▶ **GIVEN PASSAGE**
During her fellowship in the DigiMoD Research Group, Dr. Fabienne Lind gave an interesting talk at the Weizenbaum Institute. On September 10th, she spoke on “Studying Global Issues: Accommodating Context and Language Diversity when Employing Computational Text Analysis.”
Addressing and mitigating global issues, such as migration movements or climate change, necessitates collaborative efforts that extend beyond national borders. Understanding the communication dynamics among political actors, citizens, and organizations regarding these global issues is crucial, yet requires employing methods capable of analyzing communication in multiple languages.

▶ **EXTRACTED INFORMATION**

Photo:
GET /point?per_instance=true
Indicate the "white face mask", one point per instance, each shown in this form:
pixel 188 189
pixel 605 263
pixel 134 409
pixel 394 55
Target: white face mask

---

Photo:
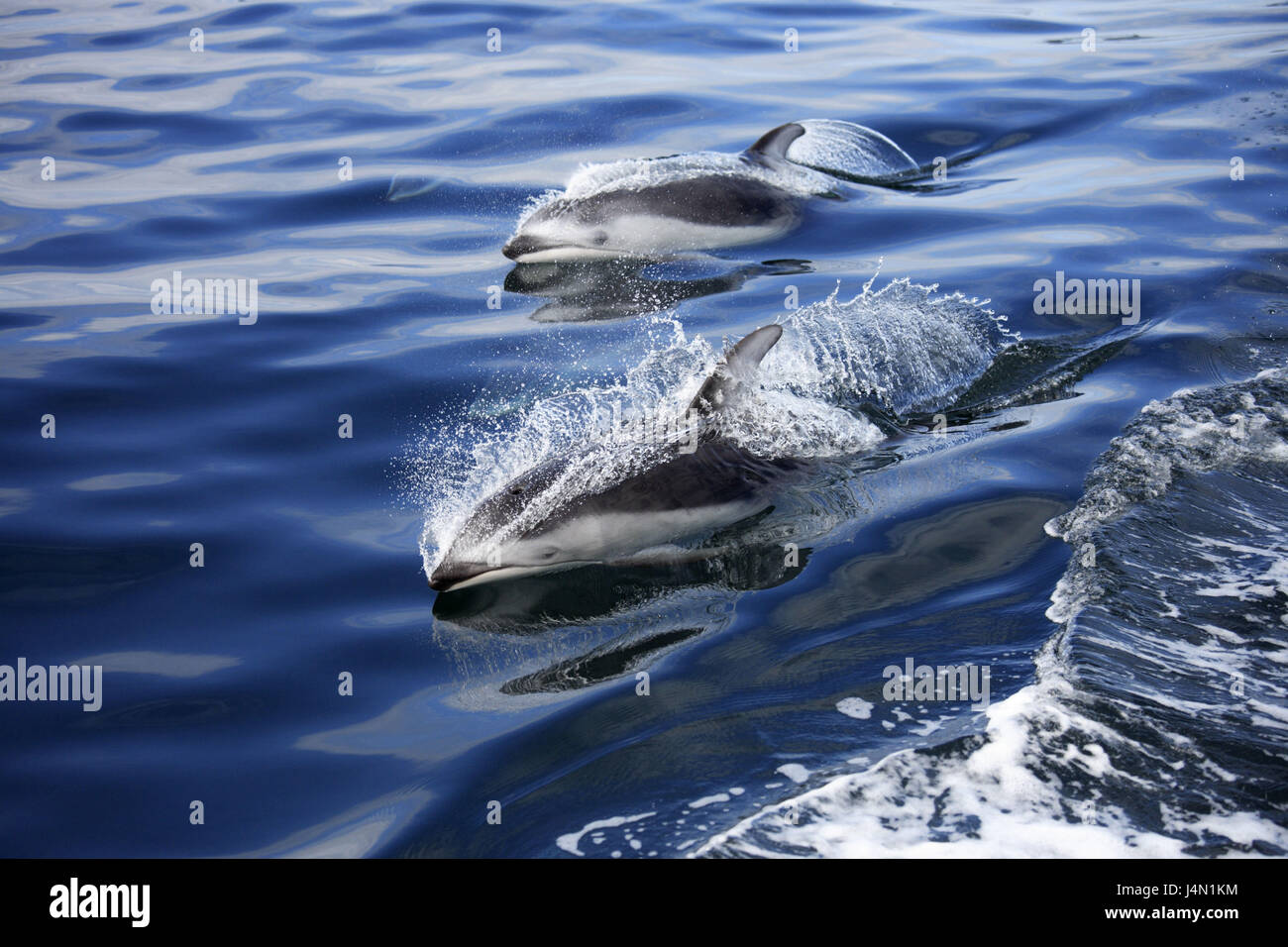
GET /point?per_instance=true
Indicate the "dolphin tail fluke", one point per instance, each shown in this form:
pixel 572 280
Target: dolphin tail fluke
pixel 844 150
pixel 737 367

▶ **WHAT THIS EXERCISE ASKS**
(a) In the passage on Dr. Lind's talk, copy the text from "During her fellowship" to "in multiple languages.".
(b) Continue the passage on Dr. Lind's talk, beginning after its final sentence.
The data above were drawn from a different source than the passage on Dr. Lind's talk.

▶ **RESPONSES PER TASK**
(a)
During her fellowship in the DigiMoD Research Group, Dr. Fabienne Lind gave an interesting talk at the Weizenbaum Institute. On September 10th, she spoke on “Studying Global Issues: Accommodating Context and Language Diversity when Employing Computational Text Analysis.”
Addressing and mitigating global issues, such as migration movements or climate change, necessitates collaborative efforts that extend beyond national borders. Understanding the communication dynamics among political actors, citizens, and organizations regarding these global issues is crucial, yet requires employing methods capable of analyzing communication in multiple languages.

(b)
In her talk, Dr. Fabienne Lind provided an overview of methodological approaches for managing multilingual datasets from diverse contexts, with a particular focus on the latest innovation: chat-based Language Models (LLMs). LLMs represent cutting-edge tools for coding constructs with exceptional performance across various types of variables. However, their effectiveness is largely rooted in extensive training on textual data, predominantly in high-resource languages such as English, German, and Spanish. This raises concerns about the inclusivity of low-resource languages in the training data, potentially leading to biases when applying these models to less-represented languages. The talk explored how different variations in text language and prompt design — including language choice and contextual information — affect GPT’s coding proficiency based on results from an experiment.
We sincerely thank Dr. Fabienne Lind for sharing her valuable research with us!